● Written task
Pick out every line in the entries that contains the word "rock", matching case exactly.

● Input rows
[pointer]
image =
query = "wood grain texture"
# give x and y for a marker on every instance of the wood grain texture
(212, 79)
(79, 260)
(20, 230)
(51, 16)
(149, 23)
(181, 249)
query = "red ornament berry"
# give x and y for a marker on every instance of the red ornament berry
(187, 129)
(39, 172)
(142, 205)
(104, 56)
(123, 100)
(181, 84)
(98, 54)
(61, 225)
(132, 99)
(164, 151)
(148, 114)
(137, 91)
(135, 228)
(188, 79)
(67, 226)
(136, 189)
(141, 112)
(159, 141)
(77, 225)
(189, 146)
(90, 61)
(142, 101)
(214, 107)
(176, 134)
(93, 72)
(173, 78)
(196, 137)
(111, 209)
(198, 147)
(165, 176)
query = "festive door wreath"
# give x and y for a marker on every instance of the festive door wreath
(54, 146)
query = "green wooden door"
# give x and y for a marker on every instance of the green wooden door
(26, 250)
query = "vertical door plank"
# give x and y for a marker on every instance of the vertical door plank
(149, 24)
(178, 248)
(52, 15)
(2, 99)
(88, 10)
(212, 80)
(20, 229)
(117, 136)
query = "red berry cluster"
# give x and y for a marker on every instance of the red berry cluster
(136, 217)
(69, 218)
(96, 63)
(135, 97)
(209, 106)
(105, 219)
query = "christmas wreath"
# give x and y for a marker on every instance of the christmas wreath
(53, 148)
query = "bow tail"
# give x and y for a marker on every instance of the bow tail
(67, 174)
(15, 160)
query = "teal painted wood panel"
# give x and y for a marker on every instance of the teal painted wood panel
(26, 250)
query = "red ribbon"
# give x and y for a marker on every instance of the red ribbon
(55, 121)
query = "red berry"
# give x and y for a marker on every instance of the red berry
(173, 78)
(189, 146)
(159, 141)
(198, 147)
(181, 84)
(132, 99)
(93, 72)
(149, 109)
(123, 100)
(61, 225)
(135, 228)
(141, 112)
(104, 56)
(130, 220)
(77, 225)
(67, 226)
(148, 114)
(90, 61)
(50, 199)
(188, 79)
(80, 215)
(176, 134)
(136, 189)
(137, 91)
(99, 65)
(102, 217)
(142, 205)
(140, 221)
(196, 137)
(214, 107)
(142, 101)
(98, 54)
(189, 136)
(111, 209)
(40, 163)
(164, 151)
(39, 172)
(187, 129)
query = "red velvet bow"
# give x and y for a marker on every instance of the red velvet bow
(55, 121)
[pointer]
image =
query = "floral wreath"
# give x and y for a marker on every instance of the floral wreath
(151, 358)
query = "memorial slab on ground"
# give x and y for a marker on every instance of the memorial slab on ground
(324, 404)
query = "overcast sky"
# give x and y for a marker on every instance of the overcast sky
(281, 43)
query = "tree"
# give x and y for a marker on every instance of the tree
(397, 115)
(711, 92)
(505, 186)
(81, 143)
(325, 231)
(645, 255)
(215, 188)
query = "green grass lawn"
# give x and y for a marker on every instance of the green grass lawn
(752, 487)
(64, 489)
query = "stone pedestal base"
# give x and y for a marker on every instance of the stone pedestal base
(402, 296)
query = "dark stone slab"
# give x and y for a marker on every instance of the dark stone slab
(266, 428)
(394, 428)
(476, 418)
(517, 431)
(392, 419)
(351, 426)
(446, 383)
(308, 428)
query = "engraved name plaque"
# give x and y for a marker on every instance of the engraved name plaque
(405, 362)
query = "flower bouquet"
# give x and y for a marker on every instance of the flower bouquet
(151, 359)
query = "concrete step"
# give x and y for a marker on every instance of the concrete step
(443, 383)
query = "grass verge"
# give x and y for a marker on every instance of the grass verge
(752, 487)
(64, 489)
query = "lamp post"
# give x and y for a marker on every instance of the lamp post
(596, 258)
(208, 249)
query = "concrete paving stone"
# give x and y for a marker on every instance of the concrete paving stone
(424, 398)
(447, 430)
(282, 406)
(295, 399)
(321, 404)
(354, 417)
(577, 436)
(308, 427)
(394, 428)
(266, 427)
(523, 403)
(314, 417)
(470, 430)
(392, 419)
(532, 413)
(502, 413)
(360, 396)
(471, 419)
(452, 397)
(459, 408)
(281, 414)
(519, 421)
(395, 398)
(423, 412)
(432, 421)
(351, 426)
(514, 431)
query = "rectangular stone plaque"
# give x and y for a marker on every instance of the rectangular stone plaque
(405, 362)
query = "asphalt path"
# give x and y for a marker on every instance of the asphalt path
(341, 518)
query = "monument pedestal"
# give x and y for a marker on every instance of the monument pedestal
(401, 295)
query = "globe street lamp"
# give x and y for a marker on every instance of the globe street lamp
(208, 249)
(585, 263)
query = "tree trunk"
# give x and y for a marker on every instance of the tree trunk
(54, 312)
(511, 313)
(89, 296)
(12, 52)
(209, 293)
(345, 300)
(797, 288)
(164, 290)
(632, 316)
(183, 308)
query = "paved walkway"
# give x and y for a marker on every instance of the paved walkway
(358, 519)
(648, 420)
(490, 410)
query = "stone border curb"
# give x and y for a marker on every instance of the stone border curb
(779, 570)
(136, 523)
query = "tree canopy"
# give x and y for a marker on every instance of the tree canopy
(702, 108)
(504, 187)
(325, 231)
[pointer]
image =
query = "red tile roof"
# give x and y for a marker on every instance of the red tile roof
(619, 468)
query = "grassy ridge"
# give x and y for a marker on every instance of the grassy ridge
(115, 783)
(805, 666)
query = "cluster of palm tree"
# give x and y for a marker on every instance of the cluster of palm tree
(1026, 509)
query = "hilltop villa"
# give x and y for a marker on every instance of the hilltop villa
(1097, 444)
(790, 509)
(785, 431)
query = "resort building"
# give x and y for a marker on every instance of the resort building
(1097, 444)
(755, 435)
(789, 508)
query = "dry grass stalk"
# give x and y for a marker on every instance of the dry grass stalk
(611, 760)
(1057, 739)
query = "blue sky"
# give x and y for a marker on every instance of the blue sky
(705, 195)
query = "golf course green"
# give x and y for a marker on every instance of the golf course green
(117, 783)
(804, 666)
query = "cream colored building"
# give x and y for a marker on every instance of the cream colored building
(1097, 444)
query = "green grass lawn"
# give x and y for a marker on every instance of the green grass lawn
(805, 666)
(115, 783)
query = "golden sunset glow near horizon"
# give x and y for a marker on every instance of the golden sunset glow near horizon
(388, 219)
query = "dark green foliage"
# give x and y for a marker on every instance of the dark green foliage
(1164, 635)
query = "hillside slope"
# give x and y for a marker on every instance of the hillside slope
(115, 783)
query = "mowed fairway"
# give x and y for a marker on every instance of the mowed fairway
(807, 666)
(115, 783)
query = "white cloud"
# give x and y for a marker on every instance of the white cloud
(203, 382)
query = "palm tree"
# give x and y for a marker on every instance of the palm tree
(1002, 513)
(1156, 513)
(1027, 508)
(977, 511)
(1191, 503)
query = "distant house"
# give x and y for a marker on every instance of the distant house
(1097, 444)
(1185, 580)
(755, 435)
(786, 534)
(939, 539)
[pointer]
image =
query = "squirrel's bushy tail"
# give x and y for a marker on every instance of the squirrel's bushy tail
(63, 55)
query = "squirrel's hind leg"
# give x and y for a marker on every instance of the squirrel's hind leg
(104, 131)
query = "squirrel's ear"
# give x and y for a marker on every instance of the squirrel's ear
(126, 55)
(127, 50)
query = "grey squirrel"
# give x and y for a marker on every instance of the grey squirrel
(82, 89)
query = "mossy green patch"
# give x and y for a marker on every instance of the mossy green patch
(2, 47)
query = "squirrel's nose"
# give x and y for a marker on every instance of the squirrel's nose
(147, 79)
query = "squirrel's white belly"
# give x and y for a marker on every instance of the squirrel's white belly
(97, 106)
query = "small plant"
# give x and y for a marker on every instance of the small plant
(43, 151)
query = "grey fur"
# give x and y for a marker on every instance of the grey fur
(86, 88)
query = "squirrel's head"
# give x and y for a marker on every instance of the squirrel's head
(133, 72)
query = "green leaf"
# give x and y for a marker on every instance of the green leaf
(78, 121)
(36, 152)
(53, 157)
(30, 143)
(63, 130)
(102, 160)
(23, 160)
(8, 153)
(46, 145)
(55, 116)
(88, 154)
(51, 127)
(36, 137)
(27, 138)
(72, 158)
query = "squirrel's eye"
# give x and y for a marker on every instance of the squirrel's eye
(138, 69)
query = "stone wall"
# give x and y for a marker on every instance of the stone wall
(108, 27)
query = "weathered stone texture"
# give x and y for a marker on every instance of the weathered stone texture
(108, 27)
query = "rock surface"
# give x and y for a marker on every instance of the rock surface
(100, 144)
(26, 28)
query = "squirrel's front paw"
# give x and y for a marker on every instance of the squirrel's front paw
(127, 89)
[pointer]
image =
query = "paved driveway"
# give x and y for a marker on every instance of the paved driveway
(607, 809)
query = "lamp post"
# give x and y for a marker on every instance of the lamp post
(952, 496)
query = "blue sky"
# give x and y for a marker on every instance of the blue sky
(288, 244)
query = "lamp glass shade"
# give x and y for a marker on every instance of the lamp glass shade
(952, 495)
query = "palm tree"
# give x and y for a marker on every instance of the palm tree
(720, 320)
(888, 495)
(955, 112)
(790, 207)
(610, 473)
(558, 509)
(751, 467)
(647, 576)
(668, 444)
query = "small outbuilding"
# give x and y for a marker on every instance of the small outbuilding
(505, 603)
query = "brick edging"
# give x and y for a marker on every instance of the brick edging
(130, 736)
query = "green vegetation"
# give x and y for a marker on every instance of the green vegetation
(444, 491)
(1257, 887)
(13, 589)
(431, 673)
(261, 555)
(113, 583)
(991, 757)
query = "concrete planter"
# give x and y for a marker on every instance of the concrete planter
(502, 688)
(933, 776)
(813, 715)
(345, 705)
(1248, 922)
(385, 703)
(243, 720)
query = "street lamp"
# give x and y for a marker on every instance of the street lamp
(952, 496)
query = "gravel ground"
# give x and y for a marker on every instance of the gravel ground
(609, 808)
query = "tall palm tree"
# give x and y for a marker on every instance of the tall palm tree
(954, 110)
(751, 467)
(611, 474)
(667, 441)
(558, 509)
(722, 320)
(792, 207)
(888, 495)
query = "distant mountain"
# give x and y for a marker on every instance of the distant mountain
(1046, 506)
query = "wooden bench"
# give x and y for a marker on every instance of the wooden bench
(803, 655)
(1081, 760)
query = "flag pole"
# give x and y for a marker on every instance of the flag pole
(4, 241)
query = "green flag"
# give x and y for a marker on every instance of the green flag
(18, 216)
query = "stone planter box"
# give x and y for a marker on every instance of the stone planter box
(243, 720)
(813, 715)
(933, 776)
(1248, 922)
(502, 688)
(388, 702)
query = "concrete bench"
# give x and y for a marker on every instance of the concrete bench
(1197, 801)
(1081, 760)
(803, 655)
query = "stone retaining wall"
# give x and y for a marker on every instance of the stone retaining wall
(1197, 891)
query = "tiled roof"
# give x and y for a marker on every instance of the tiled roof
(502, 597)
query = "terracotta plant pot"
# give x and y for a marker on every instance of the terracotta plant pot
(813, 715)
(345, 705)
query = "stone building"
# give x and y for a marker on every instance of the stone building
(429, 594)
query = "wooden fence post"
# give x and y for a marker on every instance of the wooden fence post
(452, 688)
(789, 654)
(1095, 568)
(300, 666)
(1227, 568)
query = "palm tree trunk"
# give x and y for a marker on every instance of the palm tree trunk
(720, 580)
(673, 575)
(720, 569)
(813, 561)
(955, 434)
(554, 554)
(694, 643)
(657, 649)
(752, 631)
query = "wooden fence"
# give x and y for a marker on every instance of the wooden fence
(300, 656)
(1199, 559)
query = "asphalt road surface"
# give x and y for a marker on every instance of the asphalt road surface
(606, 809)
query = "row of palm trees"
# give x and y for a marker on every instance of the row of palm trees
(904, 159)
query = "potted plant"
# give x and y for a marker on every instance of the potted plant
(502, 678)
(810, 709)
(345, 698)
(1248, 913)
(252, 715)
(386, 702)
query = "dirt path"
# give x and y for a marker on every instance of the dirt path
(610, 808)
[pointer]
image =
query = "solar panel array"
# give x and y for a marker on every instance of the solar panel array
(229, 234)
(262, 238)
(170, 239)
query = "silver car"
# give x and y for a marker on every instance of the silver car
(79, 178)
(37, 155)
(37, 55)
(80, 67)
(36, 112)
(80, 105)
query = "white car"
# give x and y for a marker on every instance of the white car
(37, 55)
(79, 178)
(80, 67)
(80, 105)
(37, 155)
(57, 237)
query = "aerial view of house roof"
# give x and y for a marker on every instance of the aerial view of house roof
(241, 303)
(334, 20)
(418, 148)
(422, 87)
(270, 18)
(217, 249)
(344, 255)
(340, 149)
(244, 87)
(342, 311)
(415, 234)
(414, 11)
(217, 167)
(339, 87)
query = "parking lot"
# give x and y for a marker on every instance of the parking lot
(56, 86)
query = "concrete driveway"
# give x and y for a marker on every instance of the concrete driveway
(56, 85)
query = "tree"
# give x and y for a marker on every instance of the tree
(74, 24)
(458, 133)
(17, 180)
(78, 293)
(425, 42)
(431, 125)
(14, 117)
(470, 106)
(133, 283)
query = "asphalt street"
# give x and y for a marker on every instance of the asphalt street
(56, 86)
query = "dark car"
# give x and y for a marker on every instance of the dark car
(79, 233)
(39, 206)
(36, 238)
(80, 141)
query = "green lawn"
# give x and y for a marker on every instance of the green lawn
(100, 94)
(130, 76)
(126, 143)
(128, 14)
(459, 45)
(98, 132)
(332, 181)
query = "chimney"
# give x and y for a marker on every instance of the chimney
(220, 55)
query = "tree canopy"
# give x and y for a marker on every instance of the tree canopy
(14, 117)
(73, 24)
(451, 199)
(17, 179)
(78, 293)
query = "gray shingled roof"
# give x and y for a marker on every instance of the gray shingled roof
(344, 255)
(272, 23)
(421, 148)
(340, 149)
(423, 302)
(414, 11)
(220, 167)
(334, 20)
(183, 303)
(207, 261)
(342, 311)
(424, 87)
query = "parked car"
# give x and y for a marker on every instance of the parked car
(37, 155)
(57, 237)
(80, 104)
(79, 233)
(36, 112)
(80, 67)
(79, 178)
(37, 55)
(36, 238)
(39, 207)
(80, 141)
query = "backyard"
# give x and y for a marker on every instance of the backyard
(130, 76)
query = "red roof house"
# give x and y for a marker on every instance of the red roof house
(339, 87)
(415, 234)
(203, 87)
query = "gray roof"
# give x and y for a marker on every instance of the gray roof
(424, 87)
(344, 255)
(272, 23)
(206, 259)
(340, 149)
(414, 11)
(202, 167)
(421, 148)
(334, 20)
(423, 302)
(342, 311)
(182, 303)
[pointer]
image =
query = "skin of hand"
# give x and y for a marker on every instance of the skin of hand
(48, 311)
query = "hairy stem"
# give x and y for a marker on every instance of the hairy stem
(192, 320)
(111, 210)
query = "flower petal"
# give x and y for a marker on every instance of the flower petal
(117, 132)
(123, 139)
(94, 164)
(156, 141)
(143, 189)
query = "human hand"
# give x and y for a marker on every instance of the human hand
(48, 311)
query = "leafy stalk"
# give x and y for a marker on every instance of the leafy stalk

● The solution
query = "rock surface"
# give x and y for a marker on every instance of the rock surface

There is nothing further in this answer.